◆ **Instructions**:
1. According to the account of how Gulliver's Travels was published, what is the least sum the letter of August 8, 1726 will accept from the publisher?
2. Go on with the account of how Gulliver's Travels was published, starting after its final sentence.

Although the authorship of the book was perfectly well known, at least in the wide circle of Swift’s friends, it was published anonymously, on October 28th, 1726, by Benjamin Motte,{7} and a considerable amount of mystery was attached to its production. Motte, writes Pope,{8} received the copy, he tells me, he knew not from whence, nor from whom, dropped at his house in the dark from a hackney coach. By computing the time I found it was after you left England, so for my part I suspend my judgment. It pleased Swift’s friends to humor his anonymity and keep up an affectation of ignorance on the matter. As a matter of fact, there seems to be no doubt that Pope was responsible for the negotiations with the publisher, though he employed Erasmus Lewis as a go-between. In a letter to Pulteney, written some years afterwards, Swift says that he never got a farthing by anything he wrote, except once, about eight years ago, and that was by Mr. Pope’s prudent management for me.{9}

Some interesting letters published by Dr. Taylor in his edition of Gulliver,{10} throw light on this subject. The letters were in the possession of the Rev. Charles Bathurst Woodman, a grandson of Charles Bathurst, who was in partnership with Motte. The first communication with the publisher was the following:

"London, August 8, 1726.

"SIR,

"My cousin, Mr. Lemuel Gulliver, entrusted me some time ago with a copy of his Travels; whereof that which I here send you is about a fourth part, for I shortened them very much, as you will find in my preface to the reader. I have shown them to several persons of great judgment and distinction, who are confident they will sell very well. And although some parts of this and the following volumes may be thought in one or two places to be a little satyrical, yet it is agreed they will give no offence, but in that you must judge for yourself, and take the advice of your friends, and if they or you be of another opinion, you may let me know it when you return these papers, which I expect shall be in three days at furthest. The good report I have received of you makes me put so great a trust into your hands, which I hope you will give me no reason to repent, and in that confidence, I require that you will never suffer these papers to be once out of your sight.

"As the printing these Travels will probably be of great value to you, so as a manager for my friend and cousin, I expect you will give a due consideration for it, because I know the author intends the profit for the use of poor seamen, and I am advised to say, that two hundred pounds is the least sum I will receive on his account; but if it shall happen that the sale will not answer as I expect and believe, then whatever shall be thought too much, even upon your own word, shall be duly repaid.

◆ **Data section**:
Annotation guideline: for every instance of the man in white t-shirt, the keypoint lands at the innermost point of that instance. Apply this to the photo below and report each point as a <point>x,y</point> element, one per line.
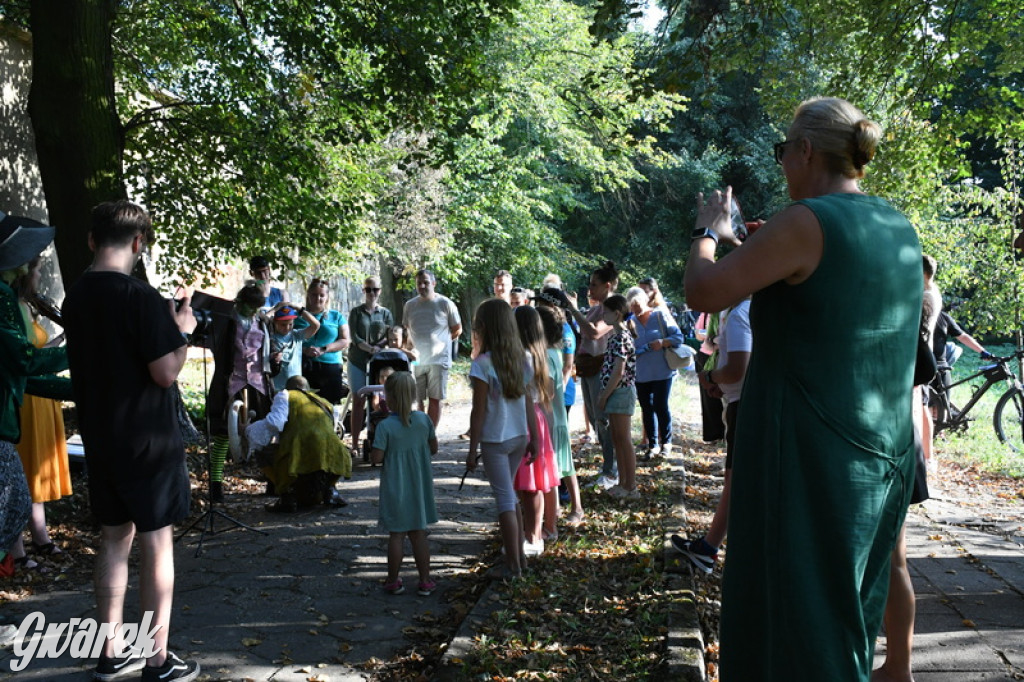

◆ **Expected outputs**:
1. Two hundred pounds.

2.
"Perhaps you may think this a strange way of proceeding to a man of trade, but since I begin with so great a trust to you whom I never saw, I think it is not hard that you should trust me as much; therefore if, after three days reading and consulting these papers, you think it proper to stand to my agreement, you may begin to print them and the subsequent parts shall be all sent you, one after another, in less than a week, provided that immediately upon your resolution to print them, you do within three days, deliver a bank bill of two hundred pounds, wrapped up so as to make a parcel, to the hand from whence you receive this, who will come in the same manner exactly at nine o’clock on Thursday, which will be the 11th instant.

"If you do not approve of this proposal, deliver these papers to the person who will come on Thursday.

"If you chuse rather to send the papers, make no other proposal of your own, but just barely write on a piece of paper that you do not accept my offer.

"I am, Sir, your humble servant,

RICHARD SYMPSON.

A postscript enclosed in this letter runs:

"August 13th, 1726.

"P.S.—I would have both volumes come out together and published by Christmas at furthest.

R. SYMPSON.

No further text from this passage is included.